◆ **Coordinate annotation records**:
:::::
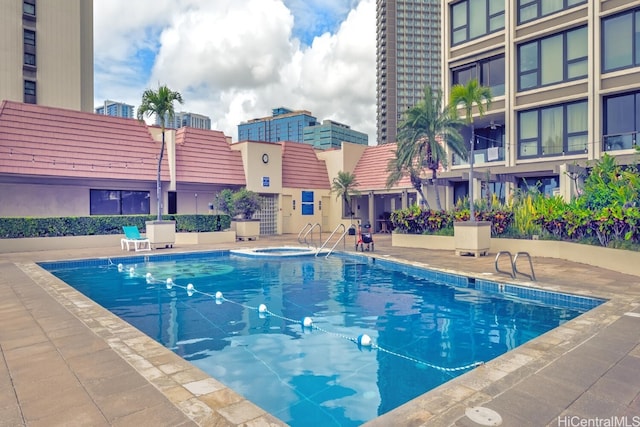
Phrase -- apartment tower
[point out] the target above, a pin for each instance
(565, 78)
(408, 59)
(47, 53)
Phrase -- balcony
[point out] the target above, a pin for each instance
(621, 141)
(481, 156)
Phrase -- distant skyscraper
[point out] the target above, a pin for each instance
(116, 109)
(408, 58)
(47, 53)
(332, 134)
(283, 125)
(191, 120)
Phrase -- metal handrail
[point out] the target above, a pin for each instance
(344, 233)
(302, 231)
(511, 273)
(310, 231)
(532, 276)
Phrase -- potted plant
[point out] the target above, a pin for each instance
(241, 205)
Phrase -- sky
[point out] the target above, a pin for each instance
(236, 60)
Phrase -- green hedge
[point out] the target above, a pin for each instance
(101, 225)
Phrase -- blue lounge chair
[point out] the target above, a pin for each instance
(132, 236)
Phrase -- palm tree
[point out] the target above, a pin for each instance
(470, 95)
(344, 186)
(159, 103)
(419, 136)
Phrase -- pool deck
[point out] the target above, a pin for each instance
(68, 362)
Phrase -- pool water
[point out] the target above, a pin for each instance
(424, 332)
:::::
◆ **What the task requires**: Express the items from the line containing "Phrase -- distant skyscraper" through the end of the items, inclusive, as a two-column CSV with the columns "prompt" and "points" and one row per item. Put each item's text and its answer in their own quoted fields, with line breaks replaced by spaces.

◆ **Output of the exercise**:
prompt,points
"Phrase -- distant skyscraper [point out] the target above, a pin for each instance","(116, 109) (408, 58) (47, 53) (332, 134) (283, 125) (191, 120)"
"Phrase -- metal handrail [point out] the target above, a pin for each instance","(344, 233) (302, 231) (511, 273) (310, 231) (532, 276)"
"Phrase -- potted plant [point out] the target above, a pin for each instance","(241, 205)"
"Phrase -- sky [point out] the target above, a pin for each instance","(236, 60)"
"Phrase -- green hedge [point out] the target above, a pin for each instance","(101, 225)"
"Phrase -- blue lounge chair [point out] the target above, a pin for each instance","(132, 236)"
"Phrase -- palm tree [point out] the target above, a pin for each instance","(470, 95) (344, 186) (159, 103) (419, 136)"
"Phrase -- pool deck [point out] the target above, a pin for each instance","(68, 362)"
"Phrase -- pool water [point out] the target above, a pin for each instance","(424, 332)"